#### Brief
Pull out every line of the material below that contains the string 'single', treating uppercase and lowercase as different.

#### Raw records
══════════════════════════════
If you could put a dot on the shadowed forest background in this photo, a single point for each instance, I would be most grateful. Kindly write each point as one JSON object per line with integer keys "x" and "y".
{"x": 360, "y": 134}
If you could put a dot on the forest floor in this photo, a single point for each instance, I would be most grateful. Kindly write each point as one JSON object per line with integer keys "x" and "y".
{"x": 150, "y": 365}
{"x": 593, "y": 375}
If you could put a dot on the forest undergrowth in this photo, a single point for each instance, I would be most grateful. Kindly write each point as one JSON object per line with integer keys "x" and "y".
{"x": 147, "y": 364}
══════════════════════════════
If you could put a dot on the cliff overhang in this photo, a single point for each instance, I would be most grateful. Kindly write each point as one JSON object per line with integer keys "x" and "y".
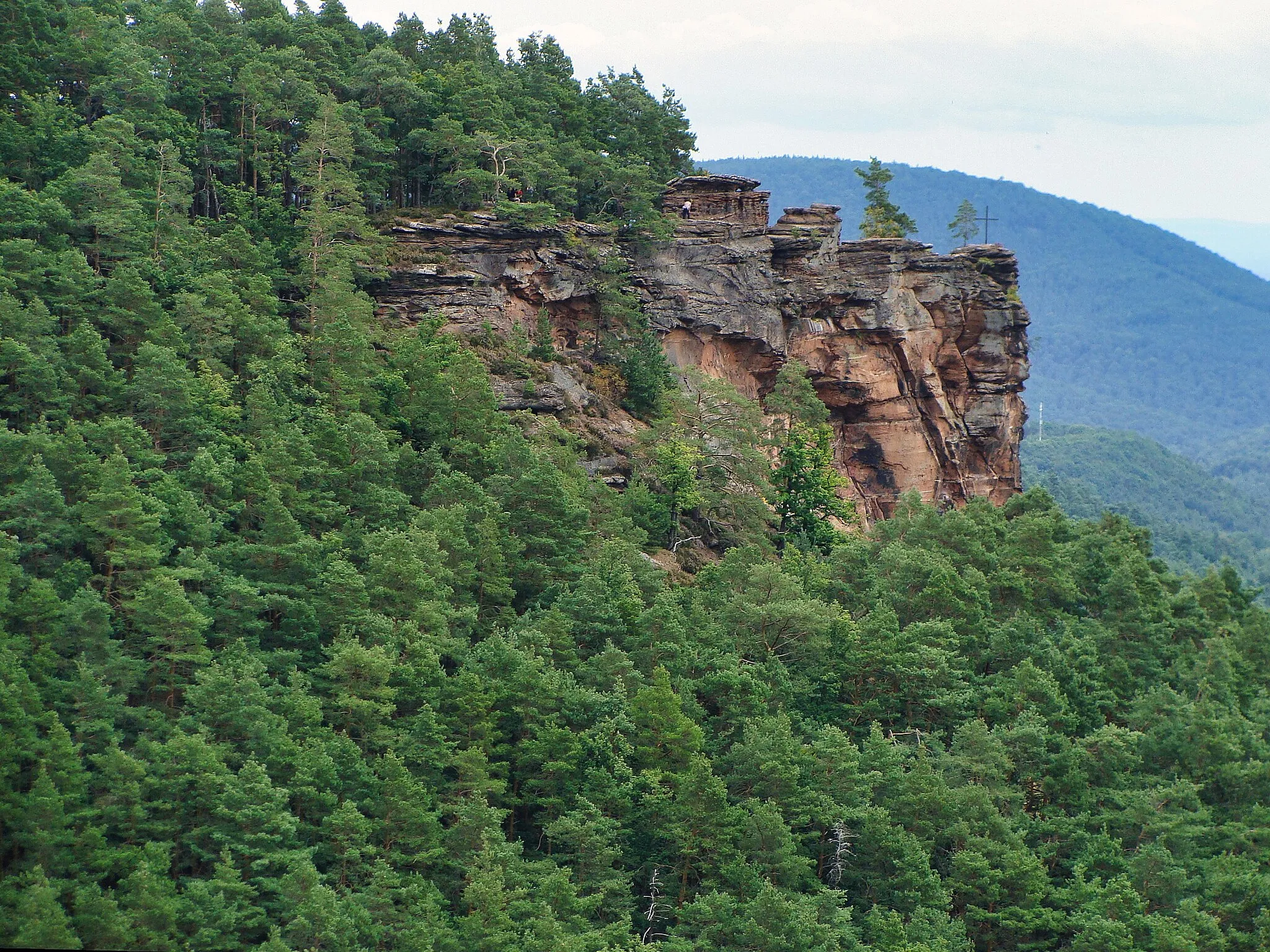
══════════════════════════════
#### Output for this task
If you could put a dot on the shadowed forest background in this photo, a single point for each instance, I would be most grateful. Kindly write each point as one JSON object per line with integer keys "x" and "y".
If you could put a dot on the forest floor in this photo, a single point for each instance, I would be most grateful. Kindly write each point as one JSON object per line with integer keys "x" and "y".
If you could put a dot on the forest undergrowth in this photo, a single point for each instance, I would be most grateful. Kindly write each point as one JSON object per line with integer keys "x" and "y".
If you could put a dot on the cliff overhang in this photo, a single point for each instance, I would be most grateful. Kindly write each point as one JSON object per line with integer keys "x" and "y".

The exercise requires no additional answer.